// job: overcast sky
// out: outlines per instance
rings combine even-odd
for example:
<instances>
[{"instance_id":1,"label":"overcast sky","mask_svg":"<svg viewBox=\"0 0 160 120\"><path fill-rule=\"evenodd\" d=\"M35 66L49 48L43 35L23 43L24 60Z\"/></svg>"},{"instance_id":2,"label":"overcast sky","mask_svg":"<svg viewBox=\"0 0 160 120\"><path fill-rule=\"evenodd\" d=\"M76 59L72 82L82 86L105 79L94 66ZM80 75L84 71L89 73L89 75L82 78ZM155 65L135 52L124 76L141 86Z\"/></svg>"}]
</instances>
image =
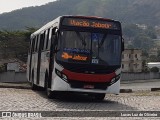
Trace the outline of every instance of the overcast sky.
<instances>
[{"instance_id":1,"label":"overcast sky","mask_svg":"<svg viewBox=\"0 0 160 120\"><path fill-rule=\"evenodd\" d=\"M0 0L0 14L29 6L39 6L55 0Z\"/></svg>"}]
</instances>

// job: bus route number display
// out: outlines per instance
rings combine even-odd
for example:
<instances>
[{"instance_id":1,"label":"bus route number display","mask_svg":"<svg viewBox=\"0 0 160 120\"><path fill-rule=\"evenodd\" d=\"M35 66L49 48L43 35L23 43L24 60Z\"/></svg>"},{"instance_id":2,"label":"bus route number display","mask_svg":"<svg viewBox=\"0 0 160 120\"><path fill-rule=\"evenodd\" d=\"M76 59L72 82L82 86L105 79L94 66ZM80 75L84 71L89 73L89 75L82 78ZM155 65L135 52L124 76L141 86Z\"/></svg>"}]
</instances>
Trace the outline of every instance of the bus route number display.
<instances>
[{"instance_id":1,"label":"bus route number display","mask_svg":"<svg viewBox=\"0 0 160 120\"><path fill-rule=\"evenodd\" d=\"M91 27L101 29L115 29L120 27L116 22L108 22L106 20L82 19L82 18L64 18L62 25L75 27Z\"/></svg>"}]
</instances>

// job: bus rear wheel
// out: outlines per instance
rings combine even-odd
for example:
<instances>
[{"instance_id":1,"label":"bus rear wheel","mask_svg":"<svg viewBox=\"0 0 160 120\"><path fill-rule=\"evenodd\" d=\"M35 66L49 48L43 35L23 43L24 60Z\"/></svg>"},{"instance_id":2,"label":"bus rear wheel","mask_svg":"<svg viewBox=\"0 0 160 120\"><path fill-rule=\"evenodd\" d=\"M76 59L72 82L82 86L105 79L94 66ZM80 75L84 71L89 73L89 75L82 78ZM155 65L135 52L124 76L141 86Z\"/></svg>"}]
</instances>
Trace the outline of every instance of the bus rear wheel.
<instances>
[{"instance_id":1,"label":"bus rear wheel","mask_svg":"<svg viewBox=\"0 0 160 120\"><path fill-rule=\"evenodd\" d=\"M51 91L51 88L49 87L47 75L45 77L45 88L46 88L46 94L47 94L48 98L50 98L50 99L56 98L55 92Z\"/></svg>"},{"instance_id":2,"label":"bus rear wheel","mask_svg":"<svg viewBox=\"0 0 160 120\"><path fill-rule=\"evenodd\" d=\"M94 94L94 98L95 98L95 100L102 101L102 100L104 100L105 95L106 95L105 93L96 93L96 94Z\"/></svg>"}]
</instances>

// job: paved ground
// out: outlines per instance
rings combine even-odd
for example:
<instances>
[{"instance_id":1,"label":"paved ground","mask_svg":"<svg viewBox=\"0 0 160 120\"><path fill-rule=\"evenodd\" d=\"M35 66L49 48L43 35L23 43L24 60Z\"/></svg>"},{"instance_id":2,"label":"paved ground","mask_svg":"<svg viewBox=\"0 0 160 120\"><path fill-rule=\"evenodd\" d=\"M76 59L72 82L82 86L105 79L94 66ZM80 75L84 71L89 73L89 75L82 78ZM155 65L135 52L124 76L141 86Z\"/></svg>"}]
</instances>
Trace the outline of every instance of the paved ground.
<instances>
[{"instance_id":1,"label":"paved ground","mask_svg":"<svg viewBox=\"0 0 160 120\"><path fill-rule=\"evenodd\" d=\"M151 90L151 88L160 88L160 80L136 80L133 82L122 81L121 89L137 90Z\"/></svg>"},{"instance_id":2,"label":"paved ground","mask_svg":"<svg viewBox=\"0 0 160 120\"><path fill-rule=\"evenodd\" d=\"M160 92L149 91L121 93L118 96L106 95L103 102L98 102L83 95L62 94L58 99L47 99L42 91L0 88L1 111L160 111L159 101ZM119 120L122 118L113 119Z\"/></svg>"},{"instance_id":3,"label":"paved ground","mask_svg":"<svg viewBox=\"0 0 160 120\"><path fill-rule=\"evenodd\" d=\"M156 86L157 85L157 86ZM32 91L26 84L0 84L0 111L160 111L160 91L151 92L150 87L159 87L157 82L122 84L121 88L133 88L133 93L119 95L106 95L104 101L94 101L92 98L77 94L61 94L57 99L48 99L43 91ZM10 86L14 88L2 88ZM19 86L19 87L17 87ZM15 89L27 88L27 89ZM142 89L143 88L143 89ZM147 89L146 89L147 88ZM71 116L75 112L70 113ZM84 112L82 114L85 115ZM93 113L92 113L93 114ZM0 118L11 120L11 118ZM17 120L17 118L15 118ZM14 120L15 120L14 119ZM26 118L27 119L27 118ZM31 118L30 118L31 119ZM33 118L32 118L33 119ZM35 119L35 118L34 118ZM36 118L39 120L40 118ZM41 118L42 120L44 118ZM52 120L53 118L45 118ZM152 120L156 117L76 117L54 119L79 119L79 120ZM22 118L22 120L25 120Z\"/></svg>"}]
</instances>

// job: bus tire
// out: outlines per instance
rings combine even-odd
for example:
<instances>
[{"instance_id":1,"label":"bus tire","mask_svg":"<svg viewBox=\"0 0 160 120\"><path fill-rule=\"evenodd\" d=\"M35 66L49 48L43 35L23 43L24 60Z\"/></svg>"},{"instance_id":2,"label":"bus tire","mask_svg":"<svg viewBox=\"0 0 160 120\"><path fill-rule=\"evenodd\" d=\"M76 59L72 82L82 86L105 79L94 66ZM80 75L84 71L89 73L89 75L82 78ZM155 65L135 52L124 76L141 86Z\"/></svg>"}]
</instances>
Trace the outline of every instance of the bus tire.
<instances>
[{"instance_id":1,"label":"bus tire","mask_svg":"<svg viewBox=\"0 0 160 120\"><path fill-rule=\"evenodd\" d=\"M46 89L46 94L47 97L52 99L55 98L55 94L53 91L51 91L51 89L49 88L49 84L48 84L48 73L46 72L45 74L45 89Z\"/></svg>"},{"instance_id":2,"label":"bus tire","mask_svg":"<svg viewBox=\"0 0 160 120\"><path fill-rule=\"evenodd\" d=\"M102 100L104 100L105 95L106 95L105 93L96 93L96 94L94 95L94 98L95 98L95 100L102 101Z\"/></svg>"},{"instance_id":3,"label":"bus tire","mask_svg":"<svg viewBox=\"0 0 160 120\"><path fill-rule=\"evenodd\" d=\"M34 84L34 71L33 70L32 70L31 89L32 90L37 90L37 86Z\"/></svg>"}]
</instances>

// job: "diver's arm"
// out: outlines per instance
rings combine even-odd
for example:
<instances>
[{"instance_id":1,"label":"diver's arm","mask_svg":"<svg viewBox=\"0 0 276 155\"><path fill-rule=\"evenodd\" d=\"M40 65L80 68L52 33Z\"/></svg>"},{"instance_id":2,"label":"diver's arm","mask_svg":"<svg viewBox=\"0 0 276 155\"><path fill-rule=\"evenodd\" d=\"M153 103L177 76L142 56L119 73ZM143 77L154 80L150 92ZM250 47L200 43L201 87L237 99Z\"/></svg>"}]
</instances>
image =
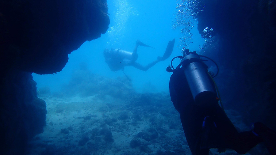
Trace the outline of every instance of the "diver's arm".
<instances>
[{"instance_id":1,"label":"diver's arm","mask_svg":"<svg viewBox=\"0 0 276 155\"><path fill-rule=\"evenodd\" d=\"M143 66L141 65L140 64L134 62L132 63L131 66L136 68L139 69L140 70L141 70L144 71L146 71L150 68L152 66L154 66L154 65L155 65L156 64L156 63L160 61L161 61L161 60L157 60L152 62L149 63L148 65L146 66Z\"/></svg>"}]
</instances>

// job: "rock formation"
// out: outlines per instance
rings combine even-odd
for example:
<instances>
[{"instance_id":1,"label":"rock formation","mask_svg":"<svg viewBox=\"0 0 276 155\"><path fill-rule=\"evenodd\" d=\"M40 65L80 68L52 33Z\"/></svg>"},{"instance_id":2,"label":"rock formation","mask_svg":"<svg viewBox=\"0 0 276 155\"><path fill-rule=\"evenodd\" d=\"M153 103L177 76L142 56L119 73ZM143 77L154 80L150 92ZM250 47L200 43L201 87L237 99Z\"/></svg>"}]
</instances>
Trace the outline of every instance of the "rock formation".
<instances>
[{"instance_id":1,"label":"rock formation","mask_svg":"<svg viewBox=\"0 0 276 155\"><path fill-rule=\"evenodd\" d=\"M24 153L43 132L46 104L32 73L60 71L68 54L108 28L106 0L0 2L0 150Z\"/></svg>"}]
</instances>

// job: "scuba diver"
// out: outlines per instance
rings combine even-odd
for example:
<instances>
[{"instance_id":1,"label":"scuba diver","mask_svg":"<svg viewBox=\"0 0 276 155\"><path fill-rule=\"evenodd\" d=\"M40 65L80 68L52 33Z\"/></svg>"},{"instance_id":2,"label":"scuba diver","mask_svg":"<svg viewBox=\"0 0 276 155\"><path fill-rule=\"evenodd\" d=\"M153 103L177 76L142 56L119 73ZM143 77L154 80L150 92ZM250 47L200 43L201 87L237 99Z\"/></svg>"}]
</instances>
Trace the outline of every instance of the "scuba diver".
<instances>
[{"instance_id":1,"label":"scuba diver","mask_svg":"<svg viewBox=\"0 0 276 155\"><path fill-rule=\"evenodd\" d=\"M239 133L228 118L213 79L218 68L216 74L210 74L202 61L205 60L200 58L209 59L217 67L216 62L195 51L186 49L182 52L183 56L173 59L171 67L168 67L167 70L173 73L170 80L171 100L179 112L192 154L208 155L212 148L217 148L220 153L228 148L243 154L261 142L270 153L276 154L276 132L257 122L252 125L252 130ZM177 58L181 61L174 69L172 62Z\"/></svg>"},{"instance_id":2,"label":"scuba diver","mask_svg":"<svg viewBox=\"0 0 276 155\"><path fill-rule=\"evenodd\" d=\"M171 54L175 39L169 42L166 51L162 57L159 56L157 59L149 64L146 66L143 66L135 62L138 58L137 48L139 46L152 47L147 45L139 40L136 41L136 44L132 52L117 48L109 51L105 49L104 51L104 56L105 59L105 62L112 71L117 71L123 70L125 66L132 66L139 70L146 71L153 66L157 62L164 61L167 59Z\"/></svg>"}]
</instances>

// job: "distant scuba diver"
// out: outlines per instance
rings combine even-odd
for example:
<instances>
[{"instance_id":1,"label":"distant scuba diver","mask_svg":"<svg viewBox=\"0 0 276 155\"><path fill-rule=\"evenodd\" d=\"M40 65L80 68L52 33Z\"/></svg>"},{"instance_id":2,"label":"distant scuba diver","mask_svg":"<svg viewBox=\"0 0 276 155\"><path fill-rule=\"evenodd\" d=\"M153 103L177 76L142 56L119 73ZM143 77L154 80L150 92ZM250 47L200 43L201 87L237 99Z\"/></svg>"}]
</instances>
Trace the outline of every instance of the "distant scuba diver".
<instances>
[{"instance_id":1,"label":"distant scuba diver","mask_svg":"<svg viewBox=\"0 0 276 155\"><path fill-rule=\"evenodd\" d=\"M208 66L195 51L183 50L181 62L174 69L167 68L173 74L170 80L171 100L179 112L187 142L193 155L208 155L209 149L218 148L220 153L226 148L245 153L263 142L269 152L276 154L276 132L262 123L252 125L252 131L239 133L224 112L219 92ZM181 67L182 66L182 67Z\"/></svg>"},{"instance_id":2,"label":"distant scuba diver","mask_svg":"<svg viewBox=\"0 0 276 155\"><path fill-rule=\"evenodd\" d=\"M136 44L132 52L129 52L119 48L109 50L105 49L104 51L104 56L105 59L105 62L112 71L117 71L123 69L125 66L132 66L139 70L146 71L157 62L165 60L171 54L175 39L169 42L166 51L162 57L158 57L157 59L149 63L146 66L143 66L135 62L138 57L137 48L142 46L152 47L147 45L139 40L136 41Z\"/></svg>"}]
</instances>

__Goal__: Report every line of the records above that contains the word "wheel", copying each one in full. Case counts, so only lines with that exact capitalization qualify.

__Expected output__:
// job: bus rear wheel
[{"instance_id":1,"label":"bus rear wheel","mask_svg":"<svg viewBox=\"0 0 160 120\"><path fill-rule=\"evenodd\" d=\"M35 66L49 48L43 35L23 43L24 60Z\"/></svg>"},{"instance_id":2,"label":"bus rear wheel","mask_svg":"<svg viewBox=\"0 0 160 120\"><path fill-rule=\"evenodd\" d=\"M76 59L72 82L82 86L105 79L94 66ZM80 75L84 71L89 73L89 75L82 78ZM155 65L135 52L124 76L141 86Z\"/></svg>"}]
Trace the outline of every instance of the bus rear wheel.
[{"instance_id":1,"label":"bus rear wheel","mask_svg":"<svg viewBox=\"0 0 160 120\"><path fill-rule=\"evenodd\" d=\"M51 91L51 88L49 87L47 75L45 77L45 88L46 88L46 94L47 94L48 98L50 98L50 99L56 98L55 92Z\"/></svg>"},{"instance_id":2,"label":"bus rear wheel","mask_svg":"<svg viewBox=\"0 0 160 120\"><path fill-rule=\"evenodd\" d=\"M94 94L94 98L95 98L95 100L102 101L102 100L104 100L105 95L106 95L105 93L96 93L96 94Z\"/></svg>"}]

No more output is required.